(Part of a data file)
* START *

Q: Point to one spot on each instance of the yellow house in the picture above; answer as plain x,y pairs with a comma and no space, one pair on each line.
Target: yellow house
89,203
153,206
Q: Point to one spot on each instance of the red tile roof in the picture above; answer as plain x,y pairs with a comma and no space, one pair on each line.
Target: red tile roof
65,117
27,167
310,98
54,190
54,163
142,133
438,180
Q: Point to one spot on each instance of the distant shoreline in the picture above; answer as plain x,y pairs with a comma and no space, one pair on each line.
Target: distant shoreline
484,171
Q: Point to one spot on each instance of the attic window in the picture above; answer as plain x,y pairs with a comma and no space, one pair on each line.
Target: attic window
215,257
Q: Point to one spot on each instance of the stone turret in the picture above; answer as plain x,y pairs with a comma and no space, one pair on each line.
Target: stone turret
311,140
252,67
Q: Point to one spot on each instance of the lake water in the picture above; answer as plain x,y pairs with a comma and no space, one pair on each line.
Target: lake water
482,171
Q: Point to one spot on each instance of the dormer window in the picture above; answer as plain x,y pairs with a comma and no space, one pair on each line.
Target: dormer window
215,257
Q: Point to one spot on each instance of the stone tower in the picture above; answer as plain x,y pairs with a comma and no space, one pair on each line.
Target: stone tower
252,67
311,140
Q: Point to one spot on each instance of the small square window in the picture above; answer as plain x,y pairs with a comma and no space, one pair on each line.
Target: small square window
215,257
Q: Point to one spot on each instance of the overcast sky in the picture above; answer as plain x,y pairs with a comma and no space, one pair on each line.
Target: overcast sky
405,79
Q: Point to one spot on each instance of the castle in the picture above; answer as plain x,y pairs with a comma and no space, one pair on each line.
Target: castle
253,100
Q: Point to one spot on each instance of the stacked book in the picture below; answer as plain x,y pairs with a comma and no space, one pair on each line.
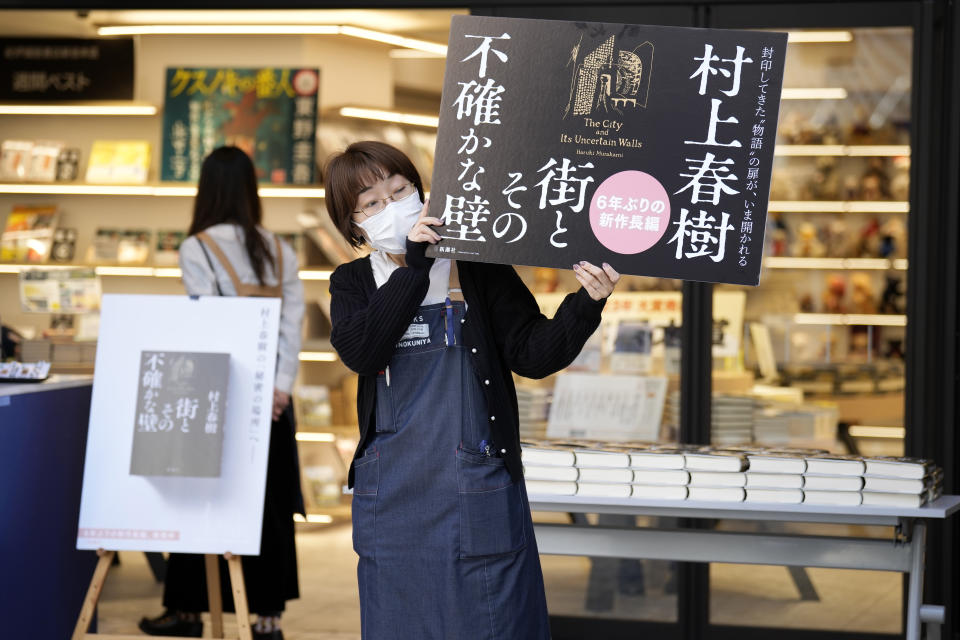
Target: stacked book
775,476
784,476
900,482
731,419
833,480
534,408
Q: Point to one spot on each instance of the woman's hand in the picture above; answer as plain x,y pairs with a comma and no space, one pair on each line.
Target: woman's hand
281,401
598,282
421,231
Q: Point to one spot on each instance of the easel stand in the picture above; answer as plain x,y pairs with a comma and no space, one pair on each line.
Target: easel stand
80,632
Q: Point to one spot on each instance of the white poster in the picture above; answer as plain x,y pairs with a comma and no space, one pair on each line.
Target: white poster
660,309
607,407
182,344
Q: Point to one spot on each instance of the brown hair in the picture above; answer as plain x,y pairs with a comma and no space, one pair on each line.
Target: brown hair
349,172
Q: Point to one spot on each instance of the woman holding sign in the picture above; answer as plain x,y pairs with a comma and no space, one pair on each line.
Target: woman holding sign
441,520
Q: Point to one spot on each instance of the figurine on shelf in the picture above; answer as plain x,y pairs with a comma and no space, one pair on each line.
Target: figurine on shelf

* END *

# [Your objective]
Set the pictures aside and transcribe the data above exactly.

# [Task answer]
Q: Point to one spot on each instance of the yellow house in the picture above; answer as plain x,y pairs with a comma and no space, one pair on each line.
Target: yellow house
89,203
153,206
Q: Point to one spot on each instance of the red tile roof in the picture above; answer as plain x,y pairs with a comma and no space, one pair on each line.
Target: red tile roof
65,117
27,167
310,98
54,190
54,163
142,133
438,180
Q: Point to one spot on each instance of the distant shoreline in the picture above; answer as plain x,y pairs with a comma and no space, one pair on each line.
Target: distant shoreline
484,171
Q: Point to one spot on each instance of the attic window in the picture above; answer as plain x,y pairs with a comma and no space, one pair on each line.
Target: attic window
215,257
Q: Point to one spot on each instance of the stone turret in the picture above; answer as plain x,y pairs with a comma and no space, one pair on each line.
Target: stone turret
311,140
252,67
Q: Point to one spot on each instance of the lake water in the picture above; answer as plain x,y pairs with a comma and no space, one pair on each line.
Target: lake water
482,171
Q: Point to one spot on each instance of the dormer window in the picture above; answer as plain x,y pairs with a comma and no space, one pair on each line.
Target: dormer window
215,257
Q: Point to one spot on each instance of the stone tower in the picture above; answer as plain x,y pairs with a comma and no space, one pair on each line.
Target: stone tower
252,67
311,140
Q: Point to one spot on each instance of the small square window in the picture above; answer as plain x,y pairs with a comma and no space, one pair on each line.
Target: small square window
215,257
Q: Point to one spot on each instance of the overcast sky in the picture above; answer as plain x,y pairs with a comma and no space, one pair on each line.
Target: overcast sky
405,79
Q: Point to one spot on each instance of the castle in the picture above; answer as plain x,y pairs with a comma and no space, one pair on each line.
Target: castle
253,100
Q: Point to one spot on each instance of the stacked book in the picture below; answer as plain x,y pairs with a comma and no space, one pair on each line.
Target: stacked book
775,476
784,476
900,482
731,419
833,480
534,408
Q: Point to one spot on each instance of the woman's hand in the picture above; answer as plain x,y pairs with a comma and no space, one pair on each line.
Target: woman's hand
281,401
598,282
421,231
Q: Point to one spot on each instance of the easel stand in the picture above; answer as plain x,y pairs with a comma and no space, one pair on each line.
Target: easel stand
80,632
Q: Point to one spot on each instance of the white poster in the picture above; answer as plain x,y pairs with a comma and no space, one pair on each line.
Target: white poster
660,309
607,407
182,344
Q: Point to one spot on each instance of the brown hair in the picture above; answer as plain x,y pairs with a comma and no space, one pair on each line.
Target: brown hair
349,172
Q: Point to one spot on each instance of the woman holding sign in the picture above; answer as plain x,y pairs with a comma and no space, one pair on each line.
Target: woman holding sign
441,520
Q: Point to one spot on each instance of the figurine on shelf in the picture above; answer as plain x,y pairs with a comma and no space, one pair on each line.
Target: figurine on shelf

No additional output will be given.